* Instructions to follow:
Look through the listing underneath for "basket", and copy every line that has it.

* Recorded data:

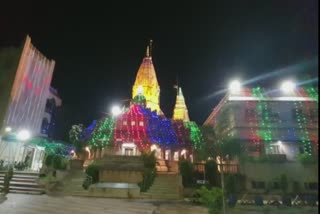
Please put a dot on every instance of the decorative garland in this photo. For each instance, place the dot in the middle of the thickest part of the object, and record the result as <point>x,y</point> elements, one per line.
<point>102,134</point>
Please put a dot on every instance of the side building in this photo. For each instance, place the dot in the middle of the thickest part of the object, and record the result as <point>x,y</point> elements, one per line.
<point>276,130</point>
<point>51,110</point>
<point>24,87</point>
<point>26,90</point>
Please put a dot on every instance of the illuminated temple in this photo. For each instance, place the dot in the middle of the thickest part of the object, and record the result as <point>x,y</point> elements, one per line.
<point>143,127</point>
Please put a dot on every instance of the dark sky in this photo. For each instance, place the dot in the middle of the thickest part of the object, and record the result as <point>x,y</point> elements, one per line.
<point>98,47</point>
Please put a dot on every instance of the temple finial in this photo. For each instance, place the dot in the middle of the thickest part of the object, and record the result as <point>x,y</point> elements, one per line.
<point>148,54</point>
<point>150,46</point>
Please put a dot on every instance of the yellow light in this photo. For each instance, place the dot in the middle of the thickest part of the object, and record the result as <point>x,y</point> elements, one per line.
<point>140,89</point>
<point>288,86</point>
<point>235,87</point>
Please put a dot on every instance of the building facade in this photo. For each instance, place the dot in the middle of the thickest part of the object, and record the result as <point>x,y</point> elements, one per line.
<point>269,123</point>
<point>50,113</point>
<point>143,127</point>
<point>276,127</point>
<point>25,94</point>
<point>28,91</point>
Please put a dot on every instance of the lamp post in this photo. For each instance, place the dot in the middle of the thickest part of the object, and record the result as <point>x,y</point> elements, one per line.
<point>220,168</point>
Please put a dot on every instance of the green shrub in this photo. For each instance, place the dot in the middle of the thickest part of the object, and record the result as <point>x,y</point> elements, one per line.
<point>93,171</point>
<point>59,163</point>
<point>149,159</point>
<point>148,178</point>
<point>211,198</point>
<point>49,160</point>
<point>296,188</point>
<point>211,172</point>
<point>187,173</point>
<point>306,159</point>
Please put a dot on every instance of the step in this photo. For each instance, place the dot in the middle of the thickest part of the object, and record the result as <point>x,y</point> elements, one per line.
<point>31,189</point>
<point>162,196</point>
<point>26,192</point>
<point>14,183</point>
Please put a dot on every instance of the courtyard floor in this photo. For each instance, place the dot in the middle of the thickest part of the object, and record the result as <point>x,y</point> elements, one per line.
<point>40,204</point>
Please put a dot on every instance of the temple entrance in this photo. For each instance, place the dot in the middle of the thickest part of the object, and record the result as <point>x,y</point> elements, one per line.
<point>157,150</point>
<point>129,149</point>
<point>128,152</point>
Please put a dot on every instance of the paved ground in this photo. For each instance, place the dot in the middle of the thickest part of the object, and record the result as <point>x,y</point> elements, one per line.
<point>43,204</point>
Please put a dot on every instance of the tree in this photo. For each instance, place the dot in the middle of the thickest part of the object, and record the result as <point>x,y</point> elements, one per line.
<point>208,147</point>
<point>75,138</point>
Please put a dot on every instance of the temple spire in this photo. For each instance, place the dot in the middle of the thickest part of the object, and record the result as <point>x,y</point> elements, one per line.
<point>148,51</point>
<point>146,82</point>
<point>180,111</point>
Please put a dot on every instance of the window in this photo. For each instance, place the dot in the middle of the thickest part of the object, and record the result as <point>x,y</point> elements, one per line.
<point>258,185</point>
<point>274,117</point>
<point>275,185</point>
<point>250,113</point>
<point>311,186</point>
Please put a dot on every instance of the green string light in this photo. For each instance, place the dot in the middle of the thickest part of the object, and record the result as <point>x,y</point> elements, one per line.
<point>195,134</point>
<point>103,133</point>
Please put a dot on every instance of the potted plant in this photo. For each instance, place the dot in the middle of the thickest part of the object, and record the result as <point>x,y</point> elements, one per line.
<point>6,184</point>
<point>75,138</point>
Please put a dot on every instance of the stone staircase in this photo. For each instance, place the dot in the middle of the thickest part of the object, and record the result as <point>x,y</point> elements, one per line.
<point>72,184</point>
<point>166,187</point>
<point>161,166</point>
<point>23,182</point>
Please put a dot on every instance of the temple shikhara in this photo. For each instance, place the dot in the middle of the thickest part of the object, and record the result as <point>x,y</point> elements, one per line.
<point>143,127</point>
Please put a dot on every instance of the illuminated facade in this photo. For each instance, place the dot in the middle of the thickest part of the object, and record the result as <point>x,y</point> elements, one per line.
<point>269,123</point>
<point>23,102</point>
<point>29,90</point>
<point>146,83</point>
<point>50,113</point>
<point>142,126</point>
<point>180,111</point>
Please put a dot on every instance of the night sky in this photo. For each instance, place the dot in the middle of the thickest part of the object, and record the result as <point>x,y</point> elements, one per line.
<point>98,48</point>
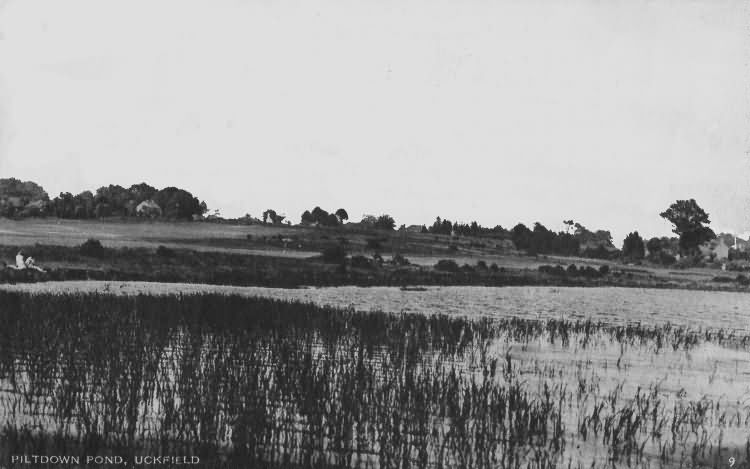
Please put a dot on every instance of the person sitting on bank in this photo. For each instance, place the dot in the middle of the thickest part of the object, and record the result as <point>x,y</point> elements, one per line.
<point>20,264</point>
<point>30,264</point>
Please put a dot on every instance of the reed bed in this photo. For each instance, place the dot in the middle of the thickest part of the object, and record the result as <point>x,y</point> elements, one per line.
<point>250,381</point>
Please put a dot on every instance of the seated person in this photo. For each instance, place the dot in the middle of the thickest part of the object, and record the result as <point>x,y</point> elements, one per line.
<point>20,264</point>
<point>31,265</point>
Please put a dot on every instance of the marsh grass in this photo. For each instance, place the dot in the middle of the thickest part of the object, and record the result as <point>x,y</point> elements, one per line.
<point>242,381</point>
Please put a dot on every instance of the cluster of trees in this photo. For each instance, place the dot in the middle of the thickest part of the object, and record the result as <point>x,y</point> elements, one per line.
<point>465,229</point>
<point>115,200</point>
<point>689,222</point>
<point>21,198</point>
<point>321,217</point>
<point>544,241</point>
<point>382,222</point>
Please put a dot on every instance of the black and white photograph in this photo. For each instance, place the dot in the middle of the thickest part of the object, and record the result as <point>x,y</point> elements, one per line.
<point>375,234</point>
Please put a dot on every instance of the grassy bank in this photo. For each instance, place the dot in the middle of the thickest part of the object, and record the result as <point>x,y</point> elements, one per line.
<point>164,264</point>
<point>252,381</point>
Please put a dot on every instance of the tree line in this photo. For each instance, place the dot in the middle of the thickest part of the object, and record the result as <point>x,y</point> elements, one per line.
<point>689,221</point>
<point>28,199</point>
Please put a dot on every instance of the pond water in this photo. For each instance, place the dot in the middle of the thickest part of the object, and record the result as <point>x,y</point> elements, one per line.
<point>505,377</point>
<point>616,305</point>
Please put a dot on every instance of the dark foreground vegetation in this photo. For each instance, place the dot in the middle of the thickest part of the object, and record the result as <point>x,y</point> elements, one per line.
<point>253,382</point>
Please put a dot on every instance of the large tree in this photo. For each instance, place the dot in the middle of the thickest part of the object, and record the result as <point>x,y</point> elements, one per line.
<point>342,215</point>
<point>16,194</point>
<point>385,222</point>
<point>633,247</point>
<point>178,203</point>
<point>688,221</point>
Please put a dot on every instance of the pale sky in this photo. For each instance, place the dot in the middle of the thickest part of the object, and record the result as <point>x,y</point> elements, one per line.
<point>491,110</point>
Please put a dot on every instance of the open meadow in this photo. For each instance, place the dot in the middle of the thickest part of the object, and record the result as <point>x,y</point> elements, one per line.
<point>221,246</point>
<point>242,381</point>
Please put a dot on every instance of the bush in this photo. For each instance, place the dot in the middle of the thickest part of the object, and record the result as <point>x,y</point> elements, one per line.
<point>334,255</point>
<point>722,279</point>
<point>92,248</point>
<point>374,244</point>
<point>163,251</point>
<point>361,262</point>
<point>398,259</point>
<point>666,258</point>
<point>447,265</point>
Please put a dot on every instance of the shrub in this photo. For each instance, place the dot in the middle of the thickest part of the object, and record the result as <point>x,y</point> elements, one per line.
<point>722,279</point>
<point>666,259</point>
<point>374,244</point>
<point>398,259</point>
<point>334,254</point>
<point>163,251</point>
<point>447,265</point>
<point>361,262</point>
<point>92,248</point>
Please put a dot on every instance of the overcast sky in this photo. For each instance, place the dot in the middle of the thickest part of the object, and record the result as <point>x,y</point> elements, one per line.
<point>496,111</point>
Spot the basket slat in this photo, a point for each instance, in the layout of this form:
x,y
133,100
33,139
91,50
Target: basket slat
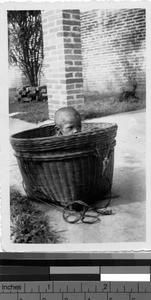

* Output:
Spot the basket slat in this photo, a point for each instance, in the layout of this form:
Target: basket slat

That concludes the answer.